--- Begin Listed entries ---
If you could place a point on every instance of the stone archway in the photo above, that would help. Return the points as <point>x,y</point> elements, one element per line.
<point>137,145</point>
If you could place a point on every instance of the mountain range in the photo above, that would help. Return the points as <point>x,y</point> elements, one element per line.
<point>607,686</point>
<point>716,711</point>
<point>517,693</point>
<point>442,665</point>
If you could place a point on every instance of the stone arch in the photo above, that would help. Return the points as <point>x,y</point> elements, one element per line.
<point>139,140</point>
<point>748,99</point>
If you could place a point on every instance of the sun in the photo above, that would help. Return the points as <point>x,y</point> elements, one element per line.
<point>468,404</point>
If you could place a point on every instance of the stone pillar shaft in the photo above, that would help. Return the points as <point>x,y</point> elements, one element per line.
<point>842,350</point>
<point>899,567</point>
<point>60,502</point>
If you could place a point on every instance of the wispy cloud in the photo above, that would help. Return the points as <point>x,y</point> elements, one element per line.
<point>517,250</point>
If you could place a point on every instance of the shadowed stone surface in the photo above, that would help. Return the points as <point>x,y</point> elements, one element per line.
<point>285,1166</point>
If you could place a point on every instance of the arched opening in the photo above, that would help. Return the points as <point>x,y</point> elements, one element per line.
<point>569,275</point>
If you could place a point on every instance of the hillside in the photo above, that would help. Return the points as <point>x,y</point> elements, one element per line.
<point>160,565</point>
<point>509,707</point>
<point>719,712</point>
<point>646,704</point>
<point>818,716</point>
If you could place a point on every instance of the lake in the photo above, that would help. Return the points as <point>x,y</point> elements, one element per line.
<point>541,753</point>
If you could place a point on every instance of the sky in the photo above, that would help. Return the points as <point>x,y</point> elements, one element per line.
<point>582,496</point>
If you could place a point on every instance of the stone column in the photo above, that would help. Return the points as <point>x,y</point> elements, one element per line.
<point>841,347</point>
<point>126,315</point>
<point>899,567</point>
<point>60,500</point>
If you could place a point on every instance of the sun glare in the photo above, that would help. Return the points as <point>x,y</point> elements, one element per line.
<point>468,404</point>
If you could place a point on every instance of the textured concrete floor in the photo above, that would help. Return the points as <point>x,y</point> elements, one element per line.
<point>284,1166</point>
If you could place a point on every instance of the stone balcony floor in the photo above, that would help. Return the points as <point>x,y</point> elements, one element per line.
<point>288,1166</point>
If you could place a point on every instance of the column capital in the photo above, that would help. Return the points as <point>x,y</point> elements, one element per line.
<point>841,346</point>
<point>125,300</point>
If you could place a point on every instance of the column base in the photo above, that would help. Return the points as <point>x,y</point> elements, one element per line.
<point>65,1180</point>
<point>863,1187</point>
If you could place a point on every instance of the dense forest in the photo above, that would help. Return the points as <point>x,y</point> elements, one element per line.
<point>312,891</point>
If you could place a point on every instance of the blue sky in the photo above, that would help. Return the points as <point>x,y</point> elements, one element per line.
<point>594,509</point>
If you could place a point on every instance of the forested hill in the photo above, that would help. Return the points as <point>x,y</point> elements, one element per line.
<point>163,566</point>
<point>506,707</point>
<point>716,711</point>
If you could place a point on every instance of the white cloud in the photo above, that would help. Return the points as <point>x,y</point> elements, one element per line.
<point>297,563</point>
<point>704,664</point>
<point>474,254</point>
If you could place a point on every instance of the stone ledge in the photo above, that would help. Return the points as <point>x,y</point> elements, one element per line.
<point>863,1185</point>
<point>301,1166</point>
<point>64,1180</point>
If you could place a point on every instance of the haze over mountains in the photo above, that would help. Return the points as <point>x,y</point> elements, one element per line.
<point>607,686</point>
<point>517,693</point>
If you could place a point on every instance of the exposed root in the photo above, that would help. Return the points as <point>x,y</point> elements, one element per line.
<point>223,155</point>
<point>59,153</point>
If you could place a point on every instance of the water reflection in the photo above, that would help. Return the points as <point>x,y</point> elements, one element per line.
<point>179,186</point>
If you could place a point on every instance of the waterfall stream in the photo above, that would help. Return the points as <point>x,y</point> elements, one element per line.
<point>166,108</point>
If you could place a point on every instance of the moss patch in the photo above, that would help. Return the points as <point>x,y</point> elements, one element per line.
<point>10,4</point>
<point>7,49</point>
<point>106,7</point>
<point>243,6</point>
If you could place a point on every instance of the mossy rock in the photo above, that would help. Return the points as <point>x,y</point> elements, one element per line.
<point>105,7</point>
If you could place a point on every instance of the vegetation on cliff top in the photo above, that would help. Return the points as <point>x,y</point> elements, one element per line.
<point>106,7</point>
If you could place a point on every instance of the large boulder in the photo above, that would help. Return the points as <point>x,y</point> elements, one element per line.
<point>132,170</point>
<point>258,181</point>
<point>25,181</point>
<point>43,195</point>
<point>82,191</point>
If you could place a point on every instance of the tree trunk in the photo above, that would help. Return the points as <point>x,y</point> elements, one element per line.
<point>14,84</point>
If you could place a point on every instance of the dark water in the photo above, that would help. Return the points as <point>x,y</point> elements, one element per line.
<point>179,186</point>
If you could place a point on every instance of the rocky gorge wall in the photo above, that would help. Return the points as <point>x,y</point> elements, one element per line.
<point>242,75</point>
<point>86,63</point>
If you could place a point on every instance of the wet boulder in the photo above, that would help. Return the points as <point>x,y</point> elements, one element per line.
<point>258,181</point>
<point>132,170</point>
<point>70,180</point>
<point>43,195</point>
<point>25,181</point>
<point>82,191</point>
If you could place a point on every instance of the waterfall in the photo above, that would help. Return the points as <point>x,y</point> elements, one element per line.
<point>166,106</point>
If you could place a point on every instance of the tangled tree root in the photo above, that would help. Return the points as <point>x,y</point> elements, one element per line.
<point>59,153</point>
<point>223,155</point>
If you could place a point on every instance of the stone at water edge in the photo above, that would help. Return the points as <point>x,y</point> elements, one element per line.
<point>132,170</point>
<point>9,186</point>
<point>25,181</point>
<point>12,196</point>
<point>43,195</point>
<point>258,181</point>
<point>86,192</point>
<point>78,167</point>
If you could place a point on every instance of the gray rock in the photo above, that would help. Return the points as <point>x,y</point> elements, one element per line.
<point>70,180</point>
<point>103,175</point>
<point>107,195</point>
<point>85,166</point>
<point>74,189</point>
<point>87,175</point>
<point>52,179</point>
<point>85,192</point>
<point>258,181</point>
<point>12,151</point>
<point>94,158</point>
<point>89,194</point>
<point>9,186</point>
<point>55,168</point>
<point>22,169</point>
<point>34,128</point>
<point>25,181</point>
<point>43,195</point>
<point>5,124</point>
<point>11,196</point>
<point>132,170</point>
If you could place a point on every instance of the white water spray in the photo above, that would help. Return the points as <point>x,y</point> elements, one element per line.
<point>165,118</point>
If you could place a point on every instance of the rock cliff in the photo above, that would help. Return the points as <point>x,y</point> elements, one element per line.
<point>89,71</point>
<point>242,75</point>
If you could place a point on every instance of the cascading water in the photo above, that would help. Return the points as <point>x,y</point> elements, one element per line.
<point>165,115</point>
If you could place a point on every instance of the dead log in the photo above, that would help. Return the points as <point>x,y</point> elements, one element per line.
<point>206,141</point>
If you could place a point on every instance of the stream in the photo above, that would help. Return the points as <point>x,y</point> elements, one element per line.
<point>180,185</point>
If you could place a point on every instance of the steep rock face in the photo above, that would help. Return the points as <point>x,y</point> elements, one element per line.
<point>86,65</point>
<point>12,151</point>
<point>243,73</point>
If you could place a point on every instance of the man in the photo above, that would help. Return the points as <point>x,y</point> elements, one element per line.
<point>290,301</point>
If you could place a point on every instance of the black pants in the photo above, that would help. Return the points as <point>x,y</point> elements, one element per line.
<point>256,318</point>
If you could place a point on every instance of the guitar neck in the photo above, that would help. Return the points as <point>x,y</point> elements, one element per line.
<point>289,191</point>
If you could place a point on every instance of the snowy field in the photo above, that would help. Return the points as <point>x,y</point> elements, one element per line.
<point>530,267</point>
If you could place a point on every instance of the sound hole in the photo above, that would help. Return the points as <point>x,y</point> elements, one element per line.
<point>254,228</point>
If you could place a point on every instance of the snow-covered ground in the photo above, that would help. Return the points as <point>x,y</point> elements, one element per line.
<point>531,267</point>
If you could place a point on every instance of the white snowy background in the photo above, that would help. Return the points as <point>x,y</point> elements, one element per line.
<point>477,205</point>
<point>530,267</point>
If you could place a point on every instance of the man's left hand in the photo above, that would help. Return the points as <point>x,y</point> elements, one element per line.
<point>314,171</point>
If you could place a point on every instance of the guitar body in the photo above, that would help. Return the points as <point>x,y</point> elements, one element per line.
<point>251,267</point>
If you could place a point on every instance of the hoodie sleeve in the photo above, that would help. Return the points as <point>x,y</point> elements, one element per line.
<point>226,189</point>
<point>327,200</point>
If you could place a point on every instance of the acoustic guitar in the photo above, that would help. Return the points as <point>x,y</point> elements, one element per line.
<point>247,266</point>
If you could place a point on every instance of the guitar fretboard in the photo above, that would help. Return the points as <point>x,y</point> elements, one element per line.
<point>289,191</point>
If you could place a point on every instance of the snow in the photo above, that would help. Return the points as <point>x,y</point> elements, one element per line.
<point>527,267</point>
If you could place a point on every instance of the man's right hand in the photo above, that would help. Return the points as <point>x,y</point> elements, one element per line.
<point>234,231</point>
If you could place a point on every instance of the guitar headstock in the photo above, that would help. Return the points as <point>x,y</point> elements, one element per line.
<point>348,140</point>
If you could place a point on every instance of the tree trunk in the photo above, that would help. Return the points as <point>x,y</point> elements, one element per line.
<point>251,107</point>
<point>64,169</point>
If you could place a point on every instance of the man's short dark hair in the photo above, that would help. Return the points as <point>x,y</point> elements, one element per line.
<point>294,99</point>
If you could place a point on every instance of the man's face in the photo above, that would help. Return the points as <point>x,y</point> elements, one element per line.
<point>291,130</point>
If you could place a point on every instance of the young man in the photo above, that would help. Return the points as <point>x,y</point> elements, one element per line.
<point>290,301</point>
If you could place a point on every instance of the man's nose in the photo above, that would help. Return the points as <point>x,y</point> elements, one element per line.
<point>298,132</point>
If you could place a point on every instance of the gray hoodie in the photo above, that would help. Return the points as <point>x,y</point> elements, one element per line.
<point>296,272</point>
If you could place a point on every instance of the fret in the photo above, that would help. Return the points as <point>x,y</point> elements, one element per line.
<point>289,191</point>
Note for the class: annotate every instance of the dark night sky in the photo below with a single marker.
--- End Listed entries ---
| Direction |
Render the data from the line containing "of the hoodie" through the line containing "<point>247,266</point>", inclusive, as a JSON list of strings, one string per line and with blank lines omitted.

| Response to the exercise |
[
  "If you could place a point on every instance of the hoodie sleeve in the photo above, that would help. Return the points as <point>x,y</point> elements, one element per line.",
  "<point>226,189</point>",
  "<point>327,200</point>",
  "If you could place a point on every instance of the acoustic guitar in the photo above, that would help. Return the points as <point>x,y</point> elements, one element per line.",
  "<point>247,266</point>"
]